§ Problem details:
Please revise the entries from the line with "Identify the blonde" through the end of the entries, replacing "annotate" with "label" and leaving everything else unchanged. Omit the pictures from your answer.

(Point placement entries)
-------------------------
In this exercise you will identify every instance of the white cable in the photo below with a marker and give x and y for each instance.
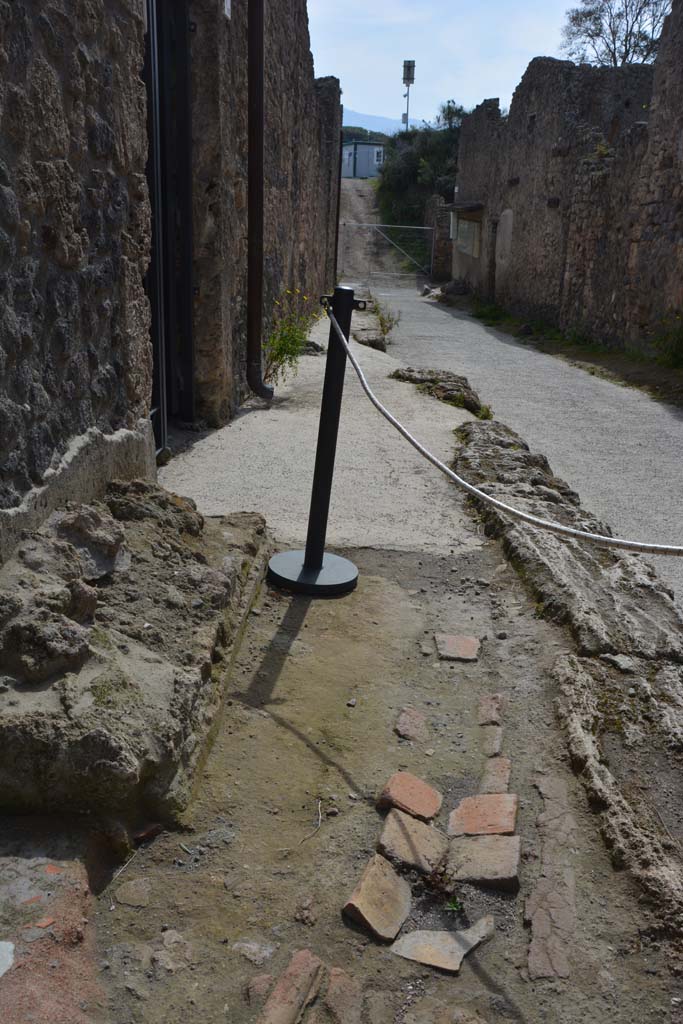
(554, 527)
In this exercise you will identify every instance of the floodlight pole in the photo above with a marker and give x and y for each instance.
(409, 80)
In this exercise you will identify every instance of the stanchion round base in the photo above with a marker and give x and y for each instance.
(338, 576)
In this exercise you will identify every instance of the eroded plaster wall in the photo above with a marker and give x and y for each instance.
(302, 139)
(75, 358)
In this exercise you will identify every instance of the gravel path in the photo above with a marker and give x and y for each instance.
(384, 494)
(616, 446)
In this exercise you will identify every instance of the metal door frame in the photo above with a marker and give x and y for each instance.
(170, 178)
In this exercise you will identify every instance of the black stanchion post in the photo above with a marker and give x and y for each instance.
(314, 570)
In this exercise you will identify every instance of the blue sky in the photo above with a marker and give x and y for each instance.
(465, 51)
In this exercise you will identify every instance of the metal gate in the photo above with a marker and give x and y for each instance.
(169, 282)
(399, 254)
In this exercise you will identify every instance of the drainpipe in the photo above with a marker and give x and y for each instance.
(256, 31)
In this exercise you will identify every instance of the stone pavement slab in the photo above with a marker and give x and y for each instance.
(487, 860)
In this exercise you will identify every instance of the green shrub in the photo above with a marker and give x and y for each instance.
(488, 312)
(388, 321)
(294, 316)
(668, 342)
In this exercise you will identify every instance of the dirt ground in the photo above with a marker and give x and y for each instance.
(309, 721)
(366, 257)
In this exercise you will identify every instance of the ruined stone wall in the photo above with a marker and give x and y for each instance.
(624, 281)
(302, 137)
(75, 357)
(582, 194)
(524, 170)
(437, 216)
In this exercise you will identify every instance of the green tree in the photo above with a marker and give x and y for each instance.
(418, 164)
(612, 33)
(350, 133)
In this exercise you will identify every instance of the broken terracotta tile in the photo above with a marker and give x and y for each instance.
(488, 814)
(258, 988)
(491, 739)
(44, 923)
(484, 860)
(497, 775)
(411, 795)
(452, 647)
(412, 724)
(136, 893)
(296, 989)
(381, 901)
(444, 950)
(489, 710)
(342, 1003)
(412, 843)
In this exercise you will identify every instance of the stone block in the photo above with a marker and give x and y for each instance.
(497, 775)
(492, 861)
(491, 740)
(412, 724)
(412, 843)
(489, 710)
(412, 795)
(492, 814)
(381, 901)
(457, 648)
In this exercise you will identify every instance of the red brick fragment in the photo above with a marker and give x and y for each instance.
(492, 814)
(381, 901)
(411, 795)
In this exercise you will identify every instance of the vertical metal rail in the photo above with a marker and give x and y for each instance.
(155, 275)
(256, 100)
(337, 229)
(315, 571)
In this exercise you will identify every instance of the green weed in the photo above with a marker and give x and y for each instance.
(294, 316)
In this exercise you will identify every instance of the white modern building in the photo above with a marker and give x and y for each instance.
(361, 160)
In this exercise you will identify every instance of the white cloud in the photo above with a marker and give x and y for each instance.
(463, 51)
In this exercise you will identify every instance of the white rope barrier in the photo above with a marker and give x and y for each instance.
(553, 527)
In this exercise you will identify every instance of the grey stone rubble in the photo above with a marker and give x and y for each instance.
(622, 617)
(634, 614)
(381, 901)
(112, 616)
(447, 387)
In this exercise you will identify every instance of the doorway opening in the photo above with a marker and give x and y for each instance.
(169, 281)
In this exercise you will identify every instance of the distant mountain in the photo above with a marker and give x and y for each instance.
(388, 126)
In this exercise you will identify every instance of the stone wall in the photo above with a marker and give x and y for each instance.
(437, 216)
(75, 358)
(302, 138)
(625, 266)
(76, 355)
(579, 192)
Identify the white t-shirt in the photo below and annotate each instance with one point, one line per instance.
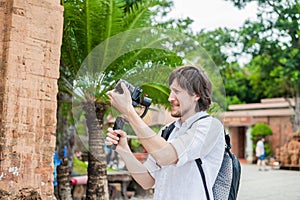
(193, 139)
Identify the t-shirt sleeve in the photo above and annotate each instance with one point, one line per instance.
(198, 141)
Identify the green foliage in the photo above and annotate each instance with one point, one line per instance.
(260, 129)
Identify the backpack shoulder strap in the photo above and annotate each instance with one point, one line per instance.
(167, 131)
(199, 164)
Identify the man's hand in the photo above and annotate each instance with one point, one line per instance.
(121, 142)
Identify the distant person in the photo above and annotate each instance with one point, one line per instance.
(261, 154)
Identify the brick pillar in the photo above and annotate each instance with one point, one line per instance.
(30, 41)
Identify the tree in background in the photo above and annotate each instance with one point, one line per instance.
(274, 44)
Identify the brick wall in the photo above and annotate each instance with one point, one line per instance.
(30, 40)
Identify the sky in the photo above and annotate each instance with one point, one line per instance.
(212, 14)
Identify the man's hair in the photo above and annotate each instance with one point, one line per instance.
(195, 81)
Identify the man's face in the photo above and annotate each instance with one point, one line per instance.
(183, 104)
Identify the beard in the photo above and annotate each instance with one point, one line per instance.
(176, 114)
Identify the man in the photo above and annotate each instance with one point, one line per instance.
(171, 166)
(261, 154)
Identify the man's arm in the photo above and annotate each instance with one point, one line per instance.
(137, 170)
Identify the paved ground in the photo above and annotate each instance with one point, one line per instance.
(266, 185)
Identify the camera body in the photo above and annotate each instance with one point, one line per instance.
(135, 92)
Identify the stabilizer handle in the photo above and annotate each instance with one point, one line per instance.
(118, 125)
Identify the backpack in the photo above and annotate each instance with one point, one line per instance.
(227, 182)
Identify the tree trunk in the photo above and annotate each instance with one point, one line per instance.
(66, 132)
(63, 179)
(97, 186)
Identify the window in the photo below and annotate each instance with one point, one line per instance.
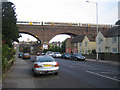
(75, 51)
(114, 50)
(80, 44)
(85, 44)
(67, 50)
(85, 51)
(99, 40)
(79, 51)
(99, 49)
(75, 44)
(114, 40)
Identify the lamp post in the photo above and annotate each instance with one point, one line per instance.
(97, 26)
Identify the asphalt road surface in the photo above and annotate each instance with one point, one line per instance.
(72, 74)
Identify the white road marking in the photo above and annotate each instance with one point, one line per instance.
(102, 75)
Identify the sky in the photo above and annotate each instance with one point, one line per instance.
(76, 11)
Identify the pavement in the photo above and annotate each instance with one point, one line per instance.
(105, 61)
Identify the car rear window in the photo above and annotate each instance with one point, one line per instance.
(45, 59)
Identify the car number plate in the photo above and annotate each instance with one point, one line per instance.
(47, 65)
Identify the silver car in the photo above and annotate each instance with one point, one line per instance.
(45, 65)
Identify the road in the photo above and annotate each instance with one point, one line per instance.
(72, 74)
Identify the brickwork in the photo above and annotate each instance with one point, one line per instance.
(46, 32)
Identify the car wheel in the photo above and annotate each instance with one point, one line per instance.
(56, 73)
(75, 59)
(35, 75)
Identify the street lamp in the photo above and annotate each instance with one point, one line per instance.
(97, 26)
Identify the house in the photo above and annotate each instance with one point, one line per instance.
(83, 44)
(109, 40)
(87, 45)
(77, 43)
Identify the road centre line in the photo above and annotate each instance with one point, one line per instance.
(102, 75)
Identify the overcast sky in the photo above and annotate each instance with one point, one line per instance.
(77, 11)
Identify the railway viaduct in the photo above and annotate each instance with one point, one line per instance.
(44, 33)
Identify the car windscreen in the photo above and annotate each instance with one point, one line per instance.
(78, 54)
(45, 59)
(56, 53)
(26, 54)
(67, 54)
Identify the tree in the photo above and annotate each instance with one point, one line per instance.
(63, 48)
(9, 28)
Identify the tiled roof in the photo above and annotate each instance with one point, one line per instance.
(78, 39)
(112, 32)
(115, 31)
(90, 37)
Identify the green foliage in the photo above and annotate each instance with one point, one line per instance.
(7, 54)
(26, 49)
(9, 28)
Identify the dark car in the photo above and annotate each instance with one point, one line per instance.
(77, 56)
(66, 55)
(45, 65)
(20, 54)
(26, 56)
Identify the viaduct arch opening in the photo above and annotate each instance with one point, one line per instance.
(38, 40)
(61, 37)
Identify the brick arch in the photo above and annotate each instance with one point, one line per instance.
(32, 34)
(71, 34)
(46, 32)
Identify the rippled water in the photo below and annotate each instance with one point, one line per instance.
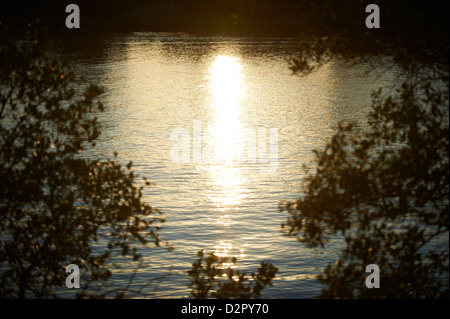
(222, 128)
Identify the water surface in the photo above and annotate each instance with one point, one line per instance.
(222, 128)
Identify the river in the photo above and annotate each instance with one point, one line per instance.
(222, 128)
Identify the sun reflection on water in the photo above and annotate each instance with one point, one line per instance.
(226, 83)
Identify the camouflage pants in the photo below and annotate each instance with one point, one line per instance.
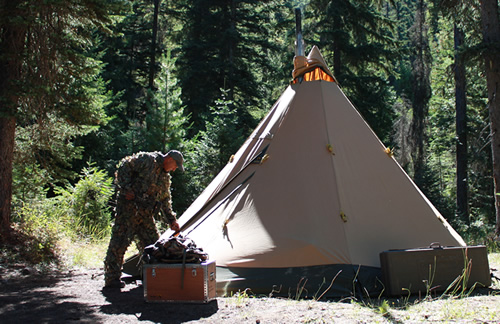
(131, 223)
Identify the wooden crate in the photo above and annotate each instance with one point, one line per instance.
(419, 270)
(169, 283)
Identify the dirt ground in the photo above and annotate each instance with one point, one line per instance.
(76, 296)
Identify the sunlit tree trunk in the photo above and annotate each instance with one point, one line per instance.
(461, 128)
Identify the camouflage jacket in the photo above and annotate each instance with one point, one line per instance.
(143, 174)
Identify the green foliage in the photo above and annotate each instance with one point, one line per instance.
(40, 234)
(85, 206)
(225, 44)
(209, 151)
(44, 156)
(358, 41)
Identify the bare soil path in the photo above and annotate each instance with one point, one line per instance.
(77, 296)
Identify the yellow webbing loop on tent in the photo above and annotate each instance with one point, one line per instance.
(314, 75)
(264, 158)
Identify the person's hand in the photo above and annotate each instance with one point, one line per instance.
(175, 227)
(130, 195)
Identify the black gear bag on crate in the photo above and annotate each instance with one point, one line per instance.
(176, 270)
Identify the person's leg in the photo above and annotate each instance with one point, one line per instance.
(120, 240)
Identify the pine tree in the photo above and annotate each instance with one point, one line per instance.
(45, 71)
(225, 45)
(359, 40)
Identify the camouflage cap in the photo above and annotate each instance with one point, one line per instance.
(178, 158)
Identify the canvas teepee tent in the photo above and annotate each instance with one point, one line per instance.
(311, 195)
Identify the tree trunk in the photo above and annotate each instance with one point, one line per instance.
(13, 33)
(7, 132)
(152, 67)
(461, 128)
(491, 40)
(421, 91)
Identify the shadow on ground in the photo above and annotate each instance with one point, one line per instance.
(132, 302)
(31, 300)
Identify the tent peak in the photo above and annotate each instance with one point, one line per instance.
(313, 67)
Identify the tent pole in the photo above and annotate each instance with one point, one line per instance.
(299, 43)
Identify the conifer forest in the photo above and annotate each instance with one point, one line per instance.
(84, 83)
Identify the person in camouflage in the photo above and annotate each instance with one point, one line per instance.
(143, 193)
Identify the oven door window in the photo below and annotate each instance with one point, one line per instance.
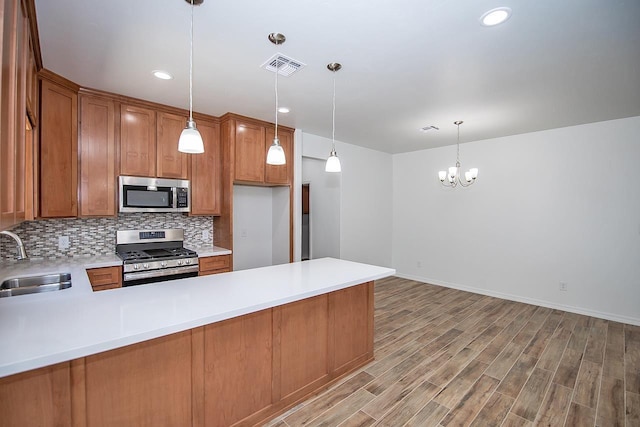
(141, 197)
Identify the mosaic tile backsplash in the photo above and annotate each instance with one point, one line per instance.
(97, 236)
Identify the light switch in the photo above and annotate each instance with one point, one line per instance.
(63, 242)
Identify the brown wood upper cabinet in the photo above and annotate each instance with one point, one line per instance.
(58, 151)
(149, 143)
(252, 141)
(97, 157)
(137, 141)
(170, 162)
(14, 139)
(206, 172)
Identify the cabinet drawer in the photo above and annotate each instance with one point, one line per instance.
(105, 276)
(221, 262)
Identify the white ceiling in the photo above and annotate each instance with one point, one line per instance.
(406, 63)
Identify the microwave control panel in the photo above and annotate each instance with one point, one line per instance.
(183, 197)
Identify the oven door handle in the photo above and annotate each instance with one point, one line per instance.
(159, 273)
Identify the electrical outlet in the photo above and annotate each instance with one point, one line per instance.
(63, 242)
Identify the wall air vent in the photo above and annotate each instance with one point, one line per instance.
(285, 65)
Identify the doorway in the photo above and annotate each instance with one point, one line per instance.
(320, 211)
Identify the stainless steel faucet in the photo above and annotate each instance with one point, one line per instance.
(22, 253)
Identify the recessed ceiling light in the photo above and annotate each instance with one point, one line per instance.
(495, 16)
(163, 75)
(428, 128)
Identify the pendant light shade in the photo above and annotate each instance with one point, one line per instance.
(190, 139)
(275, 155)
(333, 162)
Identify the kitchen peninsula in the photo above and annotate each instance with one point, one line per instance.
(229, 349)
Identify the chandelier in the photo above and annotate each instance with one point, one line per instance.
(452, 178)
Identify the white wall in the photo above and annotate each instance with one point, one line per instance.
(280, 225)
(365, 199)
(324, 201)
(257, 218)
(551, 206)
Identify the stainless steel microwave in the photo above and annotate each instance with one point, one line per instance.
(142, 194)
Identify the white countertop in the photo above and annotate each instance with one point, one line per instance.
(52, 327)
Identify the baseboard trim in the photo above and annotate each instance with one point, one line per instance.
(511, 297)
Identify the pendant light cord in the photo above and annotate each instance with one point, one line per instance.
(333, 115)
(191, 69)
(277, 72)
(458, 152)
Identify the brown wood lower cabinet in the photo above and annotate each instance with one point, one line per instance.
(214, 264)
(237, 372)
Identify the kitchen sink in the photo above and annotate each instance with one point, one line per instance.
(35, 284)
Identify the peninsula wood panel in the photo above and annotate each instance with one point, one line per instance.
(238, 372)
(351, 325)
(97, 157)
(206, 172)
(171, 162)
(301, 329)
(58, 151)
(145, 384)
(137, 141)
(38, 398)
(250, 156)
(238, 368)
(281, 174)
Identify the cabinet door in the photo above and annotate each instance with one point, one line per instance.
(97, 157)
(171, 162)
(58, 151)
(206, 172)
(280, 174)
(250, 156)
(137, 141)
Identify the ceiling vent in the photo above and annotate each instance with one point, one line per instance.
(285, 65)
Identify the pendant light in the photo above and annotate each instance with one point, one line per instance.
(333, 162)
(275, 155)
(452, 178)
(190, 139)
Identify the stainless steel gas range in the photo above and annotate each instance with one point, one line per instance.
(154, 256)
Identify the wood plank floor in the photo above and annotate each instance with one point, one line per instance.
(445, 357)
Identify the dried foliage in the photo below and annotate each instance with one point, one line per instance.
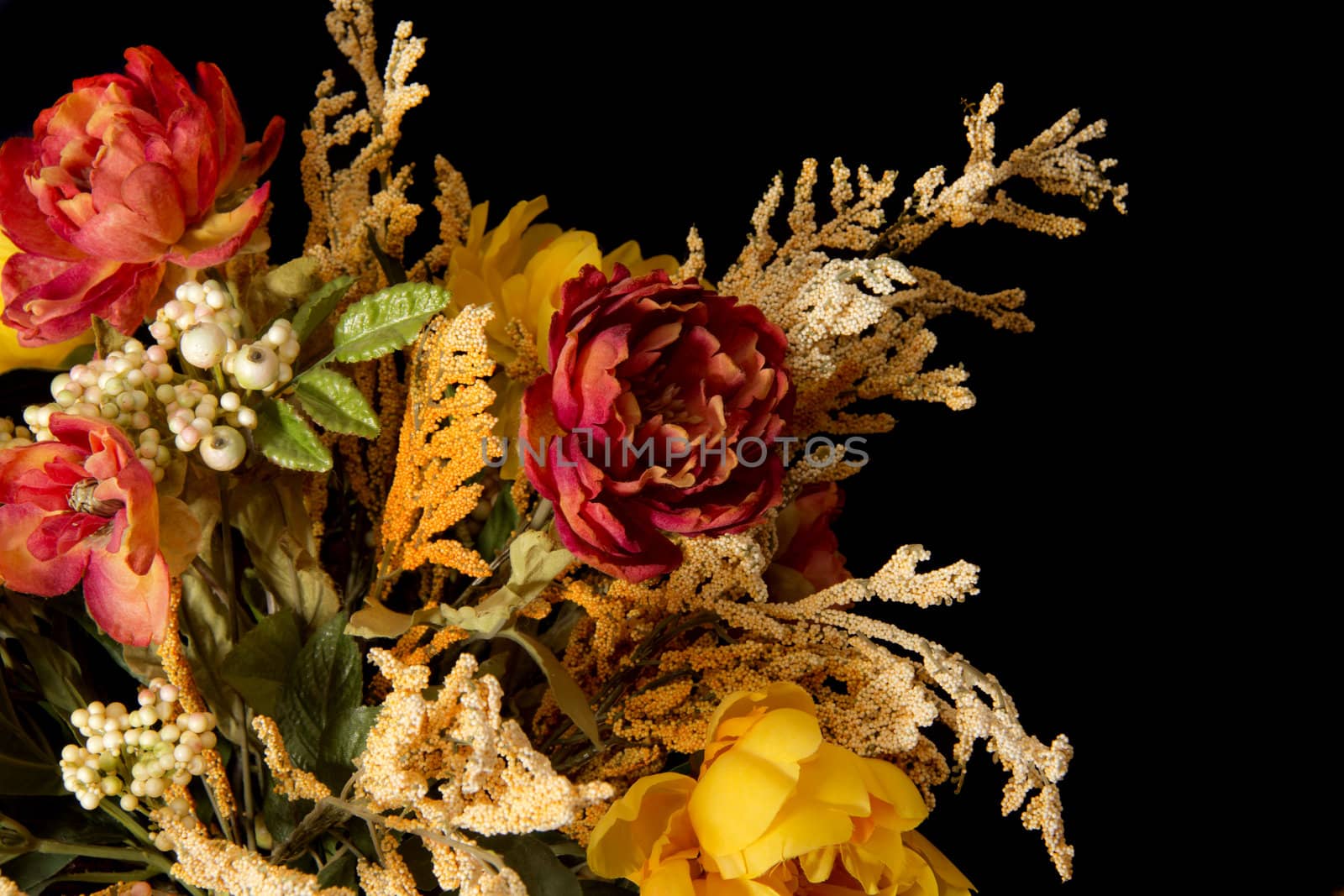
(444, 441)
(857, 325)
(679, 645)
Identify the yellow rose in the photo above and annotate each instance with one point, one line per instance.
(774, 810)
(519, 268)
(46, 356)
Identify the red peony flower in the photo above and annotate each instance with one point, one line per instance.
(658, 417)
(808, 558)
(82, 506)
(123, 176)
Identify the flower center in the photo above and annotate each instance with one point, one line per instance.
(82, 500)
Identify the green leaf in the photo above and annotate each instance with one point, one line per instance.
(499, 526)
(279, 533)
(319, 307)
(346, 738)
(393, 269)
(322, 689)
(570, 698)
(31, 872)
(26, 768)
(534, 862)
(78, 355)
(387, 320)
(57, 673)
(340, 872)
(206, 622)
(260, 661)
(336, 403)
(286, 439)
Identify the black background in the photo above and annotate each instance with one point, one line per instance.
(1070, 483)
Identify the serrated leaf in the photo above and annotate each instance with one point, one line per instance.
(499, 526)
(542, 872)
(323, 687)
(206, 622)
(319, 307)
(568, 692)
(260, 661)
(346, 738)
(335, 403)
(286, 439)
(387, 320)
(279, 532)
(339, 872)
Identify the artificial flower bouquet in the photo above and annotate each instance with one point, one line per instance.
(504, 569)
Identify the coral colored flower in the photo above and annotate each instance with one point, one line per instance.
(776, 809)
(658, 417)
(82, 506)
(13, 356)
(808, 558)
(124, 176)
(519, 268)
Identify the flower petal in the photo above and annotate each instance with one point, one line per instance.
(131, 607)
(20, 570)
(179, 533)
(624, 840)
(221, 235)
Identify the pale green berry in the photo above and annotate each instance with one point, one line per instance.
(223, 449)
(255, 365)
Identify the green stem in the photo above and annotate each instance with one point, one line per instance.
(129, 822)
(116, 853)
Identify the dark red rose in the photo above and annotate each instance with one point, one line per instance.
(659, 416)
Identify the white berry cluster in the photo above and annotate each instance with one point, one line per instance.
(13, 436)
(206, 311)
(134, 755)
(266, 363)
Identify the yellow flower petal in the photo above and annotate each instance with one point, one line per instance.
(954, 883)
(672, 879)
(49, 358)
(894, 788)
(776, 696)
(624, 839)
(745, 789)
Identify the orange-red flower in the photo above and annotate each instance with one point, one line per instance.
(808, 558)
(82, 506)
(659, 414)
(123, 176)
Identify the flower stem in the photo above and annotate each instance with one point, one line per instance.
(118, 853)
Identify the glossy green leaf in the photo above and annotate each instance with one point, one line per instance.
(323, 688)
(286, 439)
(335, 403)
(259, 664)
(387, 320)
(319, 307)
(279, 532)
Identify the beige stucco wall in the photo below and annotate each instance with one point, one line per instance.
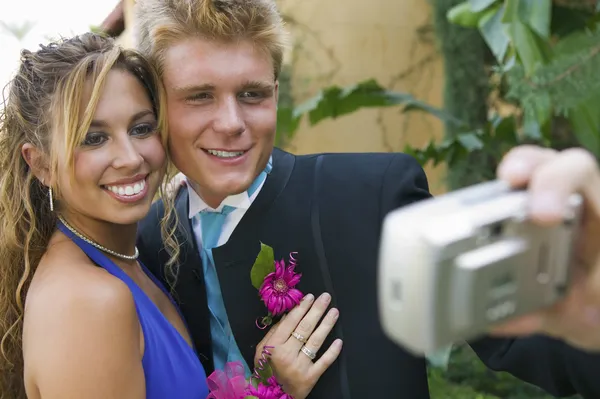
(345, 41)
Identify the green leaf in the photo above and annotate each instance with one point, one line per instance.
(470, 141)
(480, 5)
(494, 34)
(265, 373)
(585, 120)
(538, 15)
(463, 15)
(566, 20)
(533, 51)
(263, 265)
(334, 101)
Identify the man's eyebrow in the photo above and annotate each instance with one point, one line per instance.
(193, 88)
(259, 85)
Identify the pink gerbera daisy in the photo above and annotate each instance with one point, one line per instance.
(278, 290)
(270, 391)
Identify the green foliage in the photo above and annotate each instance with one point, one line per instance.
(547, 58)
(466, 371)
(263, 265)
(334, 101)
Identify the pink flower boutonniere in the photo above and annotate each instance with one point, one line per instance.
(276, 284)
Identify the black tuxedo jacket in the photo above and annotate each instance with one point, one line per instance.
(329, 208)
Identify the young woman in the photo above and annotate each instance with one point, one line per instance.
(82, 154)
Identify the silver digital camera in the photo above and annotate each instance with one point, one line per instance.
(453, 266)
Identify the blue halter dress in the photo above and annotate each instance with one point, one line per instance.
(171, 367)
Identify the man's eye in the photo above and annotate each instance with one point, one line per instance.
(198, 97)
(252, 95)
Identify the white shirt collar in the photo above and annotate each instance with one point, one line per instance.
(197, 204)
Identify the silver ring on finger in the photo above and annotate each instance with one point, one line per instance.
(311, 355)
(299, 337)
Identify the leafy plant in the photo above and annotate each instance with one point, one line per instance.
(546, 70)
(334, 101)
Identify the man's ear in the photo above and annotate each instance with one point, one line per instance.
(36, 160)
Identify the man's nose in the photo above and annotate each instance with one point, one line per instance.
(229, 119)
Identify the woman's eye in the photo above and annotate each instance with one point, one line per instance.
(143, 129)
(94, 139)
(198, 97)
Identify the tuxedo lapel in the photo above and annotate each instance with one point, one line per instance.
(190, 288)
(234, 260)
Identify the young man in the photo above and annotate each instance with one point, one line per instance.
(220, 61)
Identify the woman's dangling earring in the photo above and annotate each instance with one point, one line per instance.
(51, 199)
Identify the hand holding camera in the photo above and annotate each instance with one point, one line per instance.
(515, 257)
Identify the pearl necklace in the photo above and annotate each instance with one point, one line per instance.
(100, 247)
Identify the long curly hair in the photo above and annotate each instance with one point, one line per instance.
(44, 97)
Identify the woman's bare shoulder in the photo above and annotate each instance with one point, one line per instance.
(75, 307)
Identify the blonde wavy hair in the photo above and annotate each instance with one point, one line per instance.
(45, 97)
(160, 23)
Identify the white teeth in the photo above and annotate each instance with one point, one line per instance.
(225, 154)
(128, 189)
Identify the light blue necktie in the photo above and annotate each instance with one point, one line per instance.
(225, 348)
(223, 343)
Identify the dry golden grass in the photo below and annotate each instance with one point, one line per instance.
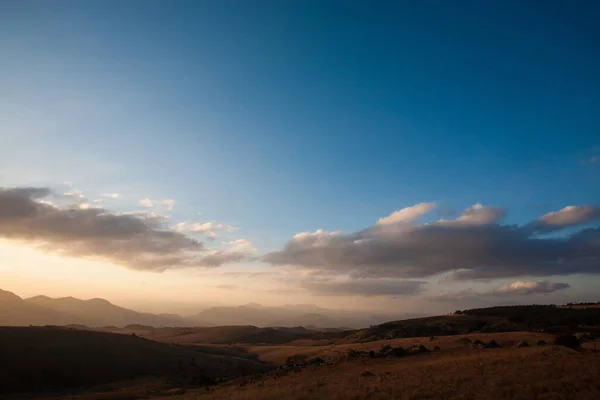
-------------------------
§ The solution:
Identify the blonde wavy hair in the photo above and label each instance with one point, one line per instance.
(45, 97)
(160, 23)
Identify the white teeth in the photo above and label each instance with one point, one line per instance.
(225, 154)
(128, 189)
Identify the light blue necktie in the photo above and label each instance with one point, one line per instance.
(225, 348)
(223, 343)
Identify the dry golden grass in the photo below and label each instance with one point, one line per instance.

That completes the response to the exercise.